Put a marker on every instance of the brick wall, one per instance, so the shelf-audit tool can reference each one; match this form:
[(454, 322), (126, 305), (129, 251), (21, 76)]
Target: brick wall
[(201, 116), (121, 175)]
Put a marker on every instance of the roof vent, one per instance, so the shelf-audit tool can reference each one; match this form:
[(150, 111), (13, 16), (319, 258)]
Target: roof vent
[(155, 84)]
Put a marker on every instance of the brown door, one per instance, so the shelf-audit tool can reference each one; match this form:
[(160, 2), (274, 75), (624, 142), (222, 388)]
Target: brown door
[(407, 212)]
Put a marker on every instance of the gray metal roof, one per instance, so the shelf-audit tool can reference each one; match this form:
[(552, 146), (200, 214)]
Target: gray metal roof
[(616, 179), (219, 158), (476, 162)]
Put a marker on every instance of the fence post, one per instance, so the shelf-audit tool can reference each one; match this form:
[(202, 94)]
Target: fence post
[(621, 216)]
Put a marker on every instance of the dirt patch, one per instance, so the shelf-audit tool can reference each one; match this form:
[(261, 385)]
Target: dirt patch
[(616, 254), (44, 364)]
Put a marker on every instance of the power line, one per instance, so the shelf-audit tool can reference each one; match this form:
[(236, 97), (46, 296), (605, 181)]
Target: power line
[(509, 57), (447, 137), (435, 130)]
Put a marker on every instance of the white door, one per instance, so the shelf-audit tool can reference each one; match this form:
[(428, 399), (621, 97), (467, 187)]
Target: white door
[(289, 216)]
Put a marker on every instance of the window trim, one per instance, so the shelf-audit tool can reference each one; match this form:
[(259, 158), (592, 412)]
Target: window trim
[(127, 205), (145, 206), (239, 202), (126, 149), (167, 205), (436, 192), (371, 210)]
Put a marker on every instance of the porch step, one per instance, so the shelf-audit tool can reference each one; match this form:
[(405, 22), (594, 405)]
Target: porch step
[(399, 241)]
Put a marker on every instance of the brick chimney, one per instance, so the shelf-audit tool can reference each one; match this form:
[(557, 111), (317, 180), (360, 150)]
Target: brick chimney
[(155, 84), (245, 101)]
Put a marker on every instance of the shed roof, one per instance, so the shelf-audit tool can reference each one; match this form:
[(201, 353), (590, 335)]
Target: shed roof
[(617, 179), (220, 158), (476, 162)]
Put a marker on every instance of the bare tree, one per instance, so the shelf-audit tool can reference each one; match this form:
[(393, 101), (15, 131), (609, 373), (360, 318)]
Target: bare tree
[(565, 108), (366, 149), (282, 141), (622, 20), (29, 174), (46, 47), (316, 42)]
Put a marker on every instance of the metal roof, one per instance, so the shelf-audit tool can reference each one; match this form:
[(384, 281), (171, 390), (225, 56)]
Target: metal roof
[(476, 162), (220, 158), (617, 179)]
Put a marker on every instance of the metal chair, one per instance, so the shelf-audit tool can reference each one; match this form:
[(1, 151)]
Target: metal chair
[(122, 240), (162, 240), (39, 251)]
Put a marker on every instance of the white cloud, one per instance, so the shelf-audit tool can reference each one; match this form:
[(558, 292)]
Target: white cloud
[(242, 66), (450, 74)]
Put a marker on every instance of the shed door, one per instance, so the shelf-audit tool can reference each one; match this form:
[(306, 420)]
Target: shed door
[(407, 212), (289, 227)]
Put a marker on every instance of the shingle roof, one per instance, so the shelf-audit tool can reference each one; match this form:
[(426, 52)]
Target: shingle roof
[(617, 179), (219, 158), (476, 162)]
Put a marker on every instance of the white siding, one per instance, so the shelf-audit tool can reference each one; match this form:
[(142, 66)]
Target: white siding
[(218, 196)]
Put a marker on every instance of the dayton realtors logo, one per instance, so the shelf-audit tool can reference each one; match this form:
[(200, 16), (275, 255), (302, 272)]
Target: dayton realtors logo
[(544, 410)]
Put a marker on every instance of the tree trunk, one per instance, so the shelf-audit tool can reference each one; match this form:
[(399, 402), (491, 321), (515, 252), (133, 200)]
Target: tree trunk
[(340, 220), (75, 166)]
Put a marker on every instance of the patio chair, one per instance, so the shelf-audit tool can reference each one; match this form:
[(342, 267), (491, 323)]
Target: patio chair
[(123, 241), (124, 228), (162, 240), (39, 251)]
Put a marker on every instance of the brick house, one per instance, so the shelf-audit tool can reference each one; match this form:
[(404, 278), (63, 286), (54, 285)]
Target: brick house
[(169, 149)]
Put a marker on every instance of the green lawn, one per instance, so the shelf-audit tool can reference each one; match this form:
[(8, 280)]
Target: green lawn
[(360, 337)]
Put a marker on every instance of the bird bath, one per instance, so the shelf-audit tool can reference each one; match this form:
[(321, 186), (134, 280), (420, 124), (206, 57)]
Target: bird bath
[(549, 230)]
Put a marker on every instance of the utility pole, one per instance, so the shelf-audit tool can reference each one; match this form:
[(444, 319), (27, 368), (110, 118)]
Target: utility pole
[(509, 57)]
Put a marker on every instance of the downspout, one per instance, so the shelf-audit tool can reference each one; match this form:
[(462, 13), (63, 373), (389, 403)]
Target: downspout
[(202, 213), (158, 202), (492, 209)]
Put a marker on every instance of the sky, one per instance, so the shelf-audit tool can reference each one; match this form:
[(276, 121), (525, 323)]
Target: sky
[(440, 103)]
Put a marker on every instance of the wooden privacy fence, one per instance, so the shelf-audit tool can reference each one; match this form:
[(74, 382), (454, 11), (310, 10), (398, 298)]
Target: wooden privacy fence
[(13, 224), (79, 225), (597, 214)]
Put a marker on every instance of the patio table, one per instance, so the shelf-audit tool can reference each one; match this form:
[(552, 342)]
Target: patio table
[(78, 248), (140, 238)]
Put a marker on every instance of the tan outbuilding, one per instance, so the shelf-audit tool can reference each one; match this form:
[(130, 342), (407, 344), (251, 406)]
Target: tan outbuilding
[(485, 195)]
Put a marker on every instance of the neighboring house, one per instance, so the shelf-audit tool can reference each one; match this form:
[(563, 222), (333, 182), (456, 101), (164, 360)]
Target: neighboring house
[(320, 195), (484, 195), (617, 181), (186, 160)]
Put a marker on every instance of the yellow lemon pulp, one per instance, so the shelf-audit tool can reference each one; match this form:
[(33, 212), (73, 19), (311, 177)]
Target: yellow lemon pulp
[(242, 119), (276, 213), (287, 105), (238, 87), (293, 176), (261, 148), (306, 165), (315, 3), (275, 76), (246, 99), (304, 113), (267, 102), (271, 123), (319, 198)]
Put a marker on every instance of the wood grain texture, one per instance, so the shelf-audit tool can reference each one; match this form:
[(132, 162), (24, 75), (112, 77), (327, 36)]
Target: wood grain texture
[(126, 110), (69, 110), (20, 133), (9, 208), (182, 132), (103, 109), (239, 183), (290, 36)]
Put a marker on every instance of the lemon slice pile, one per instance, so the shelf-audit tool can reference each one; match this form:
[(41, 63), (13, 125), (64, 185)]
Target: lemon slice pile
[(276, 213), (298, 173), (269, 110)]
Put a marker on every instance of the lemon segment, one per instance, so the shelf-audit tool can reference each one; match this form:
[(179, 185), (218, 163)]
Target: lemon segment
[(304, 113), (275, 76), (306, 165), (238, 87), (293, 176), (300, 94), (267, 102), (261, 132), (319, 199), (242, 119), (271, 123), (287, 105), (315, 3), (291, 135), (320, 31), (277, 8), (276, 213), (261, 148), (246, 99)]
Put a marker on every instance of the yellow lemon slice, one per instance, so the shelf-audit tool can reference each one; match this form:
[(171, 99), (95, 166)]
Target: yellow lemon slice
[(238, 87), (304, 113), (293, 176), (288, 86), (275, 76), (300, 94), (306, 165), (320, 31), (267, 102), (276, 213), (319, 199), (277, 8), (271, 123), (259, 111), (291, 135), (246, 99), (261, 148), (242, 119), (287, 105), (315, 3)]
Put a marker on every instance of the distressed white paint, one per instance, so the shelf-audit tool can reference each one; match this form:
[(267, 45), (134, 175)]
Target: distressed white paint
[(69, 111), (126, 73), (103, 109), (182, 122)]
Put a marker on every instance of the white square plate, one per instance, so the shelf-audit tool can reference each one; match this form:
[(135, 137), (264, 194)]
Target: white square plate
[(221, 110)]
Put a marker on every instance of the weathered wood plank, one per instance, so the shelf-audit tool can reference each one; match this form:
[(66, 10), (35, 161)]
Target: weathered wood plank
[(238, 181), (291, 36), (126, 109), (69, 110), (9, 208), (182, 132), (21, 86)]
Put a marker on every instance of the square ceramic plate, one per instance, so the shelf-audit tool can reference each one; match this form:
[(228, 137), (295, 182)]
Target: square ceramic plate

YOUR GOAL – Where a line of the records holds the word "ceramic", copy that line.

ANSWER BOX –
Put a marker on every instance of the square ceramic plate, one per instance, so the shelf-audit tool can reference each one; match this form:
Target: square ceramic plate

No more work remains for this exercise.